[Location annotation dataset rows]
** Begin **

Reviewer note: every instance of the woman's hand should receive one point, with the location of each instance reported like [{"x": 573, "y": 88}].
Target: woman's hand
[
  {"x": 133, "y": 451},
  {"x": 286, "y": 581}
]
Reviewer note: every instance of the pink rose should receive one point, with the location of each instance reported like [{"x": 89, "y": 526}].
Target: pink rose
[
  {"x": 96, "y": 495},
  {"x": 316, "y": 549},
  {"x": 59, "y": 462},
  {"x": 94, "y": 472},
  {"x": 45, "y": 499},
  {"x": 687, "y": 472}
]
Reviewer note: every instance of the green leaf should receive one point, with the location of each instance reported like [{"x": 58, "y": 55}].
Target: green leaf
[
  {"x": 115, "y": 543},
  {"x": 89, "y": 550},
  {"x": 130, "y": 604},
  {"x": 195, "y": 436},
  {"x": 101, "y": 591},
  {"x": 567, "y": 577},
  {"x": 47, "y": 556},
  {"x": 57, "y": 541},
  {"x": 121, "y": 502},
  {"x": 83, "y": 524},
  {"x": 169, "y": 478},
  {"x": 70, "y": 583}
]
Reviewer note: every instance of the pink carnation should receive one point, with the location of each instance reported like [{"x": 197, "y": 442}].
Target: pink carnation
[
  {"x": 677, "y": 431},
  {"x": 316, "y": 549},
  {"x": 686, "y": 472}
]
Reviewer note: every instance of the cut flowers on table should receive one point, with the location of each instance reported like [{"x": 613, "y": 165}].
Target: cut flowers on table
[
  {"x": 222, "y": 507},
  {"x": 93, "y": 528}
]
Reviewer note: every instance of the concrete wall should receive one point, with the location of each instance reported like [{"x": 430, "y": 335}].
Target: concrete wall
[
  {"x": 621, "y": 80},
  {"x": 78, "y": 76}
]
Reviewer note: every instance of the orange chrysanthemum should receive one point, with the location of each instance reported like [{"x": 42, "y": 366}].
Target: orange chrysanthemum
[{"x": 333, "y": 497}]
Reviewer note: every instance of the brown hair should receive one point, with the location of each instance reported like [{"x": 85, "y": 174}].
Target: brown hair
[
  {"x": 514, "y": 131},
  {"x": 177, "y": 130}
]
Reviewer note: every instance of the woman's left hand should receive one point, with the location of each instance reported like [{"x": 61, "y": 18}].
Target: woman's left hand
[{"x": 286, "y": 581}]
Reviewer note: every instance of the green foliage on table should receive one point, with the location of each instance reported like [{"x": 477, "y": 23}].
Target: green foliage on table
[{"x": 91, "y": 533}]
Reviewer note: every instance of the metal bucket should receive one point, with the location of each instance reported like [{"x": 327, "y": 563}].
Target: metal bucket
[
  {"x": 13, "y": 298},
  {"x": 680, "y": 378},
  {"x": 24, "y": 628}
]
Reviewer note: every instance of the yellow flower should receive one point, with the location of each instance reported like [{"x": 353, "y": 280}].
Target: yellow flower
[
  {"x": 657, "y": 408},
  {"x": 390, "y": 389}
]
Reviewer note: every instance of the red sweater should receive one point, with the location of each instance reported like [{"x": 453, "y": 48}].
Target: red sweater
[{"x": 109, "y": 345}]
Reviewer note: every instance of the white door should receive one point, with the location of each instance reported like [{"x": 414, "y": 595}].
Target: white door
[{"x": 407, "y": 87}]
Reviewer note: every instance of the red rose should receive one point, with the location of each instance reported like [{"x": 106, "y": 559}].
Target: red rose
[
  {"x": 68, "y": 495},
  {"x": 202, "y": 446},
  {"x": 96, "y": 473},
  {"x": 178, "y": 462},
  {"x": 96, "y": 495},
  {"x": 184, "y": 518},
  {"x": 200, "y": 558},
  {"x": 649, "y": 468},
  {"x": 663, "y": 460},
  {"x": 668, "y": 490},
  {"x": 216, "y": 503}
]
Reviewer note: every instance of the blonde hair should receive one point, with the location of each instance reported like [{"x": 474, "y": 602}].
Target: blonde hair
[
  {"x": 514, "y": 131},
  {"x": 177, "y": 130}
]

** End **

**WHAT TO WORK ON**
Quote every row above word for word, in its original order.

**RESULT**
Reviewer note: every instance of the woman's hand should receive one point, with the location of each instance reported like [{"x": 573, "y": 88}].
Target: woman's hand
[
  {"x": 133, "y": 451},
  {"x": 286, "y": 581}
]
Reviewer note: every instance of the pink rose should receive one point, with the location of each instance reported like [{"x": 89, "y": 526}].
Target: pink rose
[
  {"x": 96, "y": 495},
  {"x": 316, "y": 549},
  {"x": 59, "y": 462},
  {"x": 94, "y": 472},
  {"x": 45, "y": 499},
  {"x": 687, "y": 472}
]
Reviewer note: every instance of the green leaf should receive one point, with the location of each instance reported like [{"x": 58, "y": 55}].
Target: green leaf
[
  {"x": 115, "y": 543},
  {"x": 89, "y": 550},
  {"x": 130, "y": 604},
  {"x": 195, "y": 436},
  {"x": 101, "y": 591},
  {"x": 567, "y": 577},
  {"x": 47, "y": 556},
  {"x": 57, "y": 541},
  {"x": 121, "y": 502},
  {"x": 83, "y": 524},
  {"x": 169, "y": 478},
  {"x": 70, "y": 583}
]
Reviewer note: every instance of the pink carnation should receive one point, with the location of each instance reported like [{"x": 197, "y": 442}].
Target: pink carnation
[
  {"x": 677, "y": 431},
  {"x": 316, "y": 549},
  {"x": 686, "y": 472}
]
Reviewer note: every instance of the cut flowers on table should receive one point, with the location of each instance reported like [{"x": 613, "y": 165}].
Target: cut flowers on table
[
  {"x": 222, "y": 507},
  {"x": 93, "y": 528}
]
Reviewer note: every instance of the concrete wall should receive one point, with the location of each instance reported like [{"x": 430, "y": 335}].
Target: concrete wall
[
  {"x": 621, "y": 80},
  {"x": 78, "y": 76}
]
Reviewer note: every instance of the orange chrysanthemum should receive one point, with the location of each instance reported like [{"x": 42, "y": 366}].
Target: orange chrysanthemum
[{"x": 333, "y": 497}]
Reviewer note: every instance of the brown hair should receive one point, with the location of each instance reported like [{"x": 85, "y": 174}].
Target: brown hair
[
  {"x": 514, "y": 131},
  {"x": 177, "y": 130}
]
Reviewer note: every instance of the woman's left hand should receive one point, with the location of each instance reported like [{"x": 61, "y": 18}].
Target: woman's left hand
[{"x": 286, "y": 581}]
Reviewer note: every instance of the green foliage on table should receive one point, with the location of each instance reported like [{"x": 477, "y": 23}].
Target: green foliage on table
[{"x": 91, "y": 533}]
Reviewer note: every instance of the metal bucket should receive one point, with the location of each instance reported like [{"x": 327, "y": 563}].
Target: metal bucket
[
  {"x": 13, "y": 298},
  {"x": 680, "y": 378},
  {"x": 24, "y": 628}
]
Reviewer note: every instance of the yellow flower should receive one point, with the location of each instance reported like [{"x": 353, "y": 280}].
Target: yellow flower
[
  {"x": 657, "y": 408},
  {"x": 390, "y": 389}
]
Reviewer note: every instance of the red sweater should receive one point, with the location of each instance reported like [{"x": 453, "y": 48}].
Target: red sweater
[{"x": 109, "y": 345}]
Reviewer note: every instance of the white door should receive one point, with the location of each instance reported like [{"x": 414, "y": 595}].
Target: white door
[{"x": 407, "y": 87}]
Reviewer note: every instance of the red rose should receive one point, with the location of each instance reported like [{"x": 106, "y": 559}].
Target: red rose
[
  {"x": 68, "y": 495},
  {"x": 202, "y": 446},
  {"x": 96, "y": 473},
  {"x": 178, "y": 462},
  {"x": 96, "y": 495},
  {"x": 184, "y": 518},
  {"x": 200, "y": 558},
  {"x": 649, "y": 468},
  {"x": 663, "y": 460},
  {"x": 668, "y": 490},
  {"x": 216, "y": 503}
]
Reviewer note: every instance of the blonde hair should receive one point, with the location of each instance reported like [{"x": 474, "y": 602}].
Target: blonde hair
[
  {"x": 514, "y": 131},
  {"x": 177, "y": 130}
]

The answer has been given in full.